REQUIREMENT >> Pull out every line of the rows that contains the word "navy", copying each line whole. Case counts.

DATA RECORDS >>
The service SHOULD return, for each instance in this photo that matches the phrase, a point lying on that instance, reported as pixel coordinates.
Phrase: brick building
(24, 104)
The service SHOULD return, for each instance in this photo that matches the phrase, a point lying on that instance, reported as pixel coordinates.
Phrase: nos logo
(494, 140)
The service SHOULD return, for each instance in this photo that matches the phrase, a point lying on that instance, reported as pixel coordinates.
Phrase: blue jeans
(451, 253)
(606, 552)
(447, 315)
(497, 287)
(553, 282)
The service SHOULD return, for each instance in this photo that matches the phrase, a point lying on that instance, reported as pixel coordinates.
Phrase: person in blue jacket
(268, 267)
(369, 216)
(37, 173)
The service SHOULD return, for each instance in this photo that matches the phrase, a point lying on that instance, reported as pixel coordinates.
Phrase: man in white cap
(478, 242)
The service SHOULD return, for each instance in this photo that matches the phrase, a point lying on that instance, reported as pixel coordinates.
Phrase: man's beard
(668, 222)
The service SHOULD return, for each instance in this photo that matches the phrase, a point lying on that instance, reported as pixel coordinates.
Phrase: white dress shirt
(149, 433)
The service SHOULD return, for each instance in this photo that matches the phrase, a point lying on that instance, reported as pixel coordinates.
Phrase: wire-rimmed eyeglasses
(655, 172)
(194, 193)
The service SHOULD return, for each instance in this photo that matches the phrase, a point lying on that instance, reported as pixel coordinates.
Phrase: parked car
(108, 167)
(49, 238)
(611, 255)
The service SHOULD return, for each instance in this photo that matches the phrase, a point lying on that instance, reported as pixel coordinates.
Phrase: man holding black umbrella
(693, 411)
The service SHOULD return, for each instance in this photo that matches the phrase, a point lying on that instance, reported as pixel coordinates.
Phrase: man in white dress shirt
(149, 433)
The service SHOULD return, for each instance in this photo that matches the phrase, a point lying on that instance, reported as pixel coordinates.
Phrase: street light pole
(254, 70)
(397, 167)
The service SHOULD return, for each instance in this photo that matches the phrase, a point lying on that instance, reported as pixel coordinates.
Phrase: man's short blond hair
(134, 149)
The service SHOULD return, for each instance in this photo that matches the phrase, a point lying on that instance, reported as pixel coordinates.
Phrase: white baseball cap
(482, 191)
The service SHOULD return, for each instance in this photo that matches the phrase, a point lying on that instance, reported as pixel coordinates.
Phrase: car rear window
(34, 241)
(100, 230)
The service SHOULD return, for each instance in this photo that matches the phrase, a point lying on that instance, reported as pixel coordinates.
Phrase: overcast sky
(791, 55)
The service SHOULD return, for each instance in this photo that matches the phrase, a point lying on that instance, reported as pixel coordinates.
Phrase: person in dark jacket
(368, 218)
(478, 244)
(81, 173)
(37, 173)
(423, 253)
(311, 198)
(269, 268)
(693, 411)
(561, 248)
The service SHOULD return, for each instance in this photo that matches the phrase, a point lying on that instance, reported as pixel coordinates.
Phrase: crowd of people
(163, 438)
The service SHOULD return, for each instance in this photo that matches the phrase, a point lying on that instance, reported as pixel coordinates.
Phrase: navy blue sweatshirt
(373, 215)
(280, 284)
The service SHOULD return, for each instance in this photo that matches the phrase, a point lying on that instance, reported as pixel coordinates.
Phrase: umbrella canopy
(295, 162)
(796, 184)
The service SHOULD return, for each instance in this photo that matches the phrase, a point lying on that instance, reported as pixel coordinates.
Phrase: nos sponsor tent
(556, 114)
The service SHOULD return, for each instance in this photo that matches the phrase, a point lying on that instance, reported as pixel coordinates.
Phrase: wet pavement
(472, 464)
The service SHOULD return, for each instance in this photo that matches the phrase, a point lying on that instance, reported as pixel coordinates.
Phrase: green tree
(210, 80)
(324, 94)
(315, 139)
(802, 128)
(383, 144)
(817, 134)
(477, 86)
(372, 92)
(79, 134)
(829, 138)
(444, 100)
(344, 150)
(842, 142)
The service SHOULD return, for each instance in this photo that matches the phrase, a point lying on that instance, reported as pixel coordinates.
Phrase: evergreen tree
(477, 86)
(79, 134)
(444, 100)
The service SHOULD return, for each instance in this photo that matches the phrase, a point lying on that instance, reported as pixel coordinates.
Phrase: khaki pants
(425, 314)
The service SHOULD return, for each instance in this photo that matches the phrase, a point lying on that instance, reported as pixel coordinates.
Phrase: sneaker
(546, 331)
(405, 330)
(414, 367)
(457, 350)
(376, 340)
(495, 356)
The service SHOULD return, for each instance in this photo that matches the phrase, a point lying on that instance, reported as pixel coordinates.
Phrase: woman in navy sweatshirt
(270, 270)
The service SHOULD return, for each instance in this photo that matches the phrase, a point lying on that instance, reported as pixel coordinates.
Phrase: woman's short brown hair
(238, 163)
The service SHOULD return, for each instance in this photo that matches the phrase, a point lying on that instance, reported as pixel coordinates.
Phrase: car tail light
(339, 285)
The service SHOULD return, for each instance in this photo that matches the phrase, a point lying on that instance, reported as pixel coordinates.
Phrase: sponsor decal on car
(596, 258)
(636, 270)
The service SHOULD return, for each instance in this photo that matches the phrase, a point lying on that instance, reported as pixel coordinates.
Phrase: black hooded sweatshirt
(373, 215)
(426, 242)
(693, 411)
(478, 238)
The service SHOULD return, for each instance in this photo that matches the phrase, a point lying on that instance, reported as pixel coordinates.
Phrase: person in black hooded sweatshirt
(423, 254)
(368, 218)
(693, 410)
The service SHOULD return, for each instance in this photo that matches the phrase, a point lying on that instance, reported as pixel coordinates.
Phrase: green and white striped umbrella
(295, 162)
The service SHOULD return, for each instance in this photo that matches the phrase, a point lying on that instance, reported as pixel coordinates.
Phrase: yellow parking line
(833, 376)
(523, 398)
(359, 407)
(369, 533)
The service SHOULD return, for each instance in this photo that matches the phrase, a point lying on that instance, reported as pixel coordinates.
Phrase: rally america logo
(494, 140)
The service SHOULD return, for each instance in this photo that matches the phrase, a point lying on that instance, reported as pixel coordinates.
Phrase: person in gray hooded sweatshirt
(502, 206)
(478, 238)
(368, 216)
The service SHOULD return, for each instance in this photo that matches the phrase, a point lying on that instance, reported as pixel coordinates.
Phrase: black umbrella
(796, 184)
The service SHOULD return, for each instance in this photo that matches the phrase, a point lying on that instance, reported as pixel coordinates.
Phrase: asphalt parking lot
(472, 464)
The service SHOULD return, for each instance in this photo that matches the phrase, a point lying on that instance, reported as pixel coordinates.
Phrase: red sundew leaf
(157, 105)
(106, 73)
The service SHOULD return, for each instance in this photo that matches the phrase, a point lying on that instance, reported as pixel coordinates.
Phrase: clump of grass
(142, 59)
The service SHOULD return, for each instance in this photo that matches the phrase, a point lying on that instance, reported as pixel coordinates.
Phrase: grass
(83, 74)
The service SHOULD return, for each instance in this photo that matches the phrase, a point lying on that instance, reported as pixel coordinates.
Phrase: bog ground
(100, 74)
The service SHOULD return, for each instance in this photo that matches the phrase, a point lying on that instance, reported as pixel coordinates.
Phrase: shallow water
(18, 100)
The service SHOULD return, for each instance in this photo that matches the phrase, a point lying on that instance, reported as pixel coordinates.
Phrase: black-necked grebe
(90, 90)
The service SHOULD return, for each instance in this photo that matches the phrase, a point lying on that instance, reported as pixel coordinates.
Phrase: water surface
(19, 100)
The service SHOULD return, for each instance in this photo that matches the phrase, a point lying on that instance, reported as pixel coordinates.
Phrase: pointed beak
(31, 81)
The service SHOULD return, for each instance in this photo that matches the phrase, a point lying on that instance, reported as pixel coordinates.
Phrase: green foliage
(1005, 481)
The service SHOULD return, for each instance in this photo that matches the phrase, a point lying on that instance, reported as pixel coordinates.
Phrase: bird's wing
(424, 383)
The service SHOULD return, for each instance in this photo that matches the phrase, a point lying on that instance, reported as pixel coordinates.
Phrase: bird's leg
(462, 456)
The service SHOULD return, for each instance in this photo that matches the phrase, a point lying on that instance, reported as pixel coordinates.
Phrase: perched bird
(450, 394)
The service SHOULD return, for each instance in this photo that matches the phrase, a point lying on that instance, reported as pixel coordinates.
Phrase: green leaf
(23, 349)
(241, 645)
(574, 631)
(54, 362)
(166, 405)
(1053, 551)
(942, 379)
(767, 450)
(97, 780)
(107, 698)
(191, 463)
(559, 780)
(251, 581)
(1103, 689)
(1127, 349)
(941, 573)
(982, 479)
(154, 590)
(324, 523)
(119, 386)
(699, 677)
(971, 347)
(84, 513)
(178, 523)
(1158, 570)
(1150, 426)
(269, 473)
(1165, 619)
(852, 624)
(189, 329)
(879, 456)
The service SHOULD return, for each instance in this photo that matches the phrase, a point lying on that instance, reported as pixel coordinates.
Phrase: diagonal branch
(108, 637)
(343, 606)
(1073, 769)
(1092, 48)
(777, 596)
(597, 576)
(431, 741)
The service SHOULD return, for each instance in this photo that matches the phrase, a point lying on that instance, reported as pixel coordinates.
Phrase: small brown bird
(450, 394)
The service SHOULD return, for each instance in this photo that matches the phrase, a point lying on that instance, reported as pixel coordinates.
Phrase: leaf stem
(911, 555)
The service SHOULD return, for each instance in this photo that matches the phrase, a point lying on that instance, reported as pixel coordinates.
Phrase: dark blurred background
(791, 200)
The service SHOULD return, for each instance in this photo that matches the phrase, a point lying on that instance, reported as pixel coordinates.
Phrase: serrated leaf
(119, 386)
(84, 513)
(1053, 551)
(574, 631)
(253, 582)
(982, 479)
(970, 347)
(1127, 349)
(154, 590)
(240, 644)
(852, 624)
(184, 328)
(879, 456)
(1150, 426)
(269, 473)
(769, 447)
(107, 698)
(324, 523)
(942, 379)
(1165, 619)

EXPECTED OUTPUT >>
Phrase: navy blue sweatshirt
Phrase: woman in navy sweatshirt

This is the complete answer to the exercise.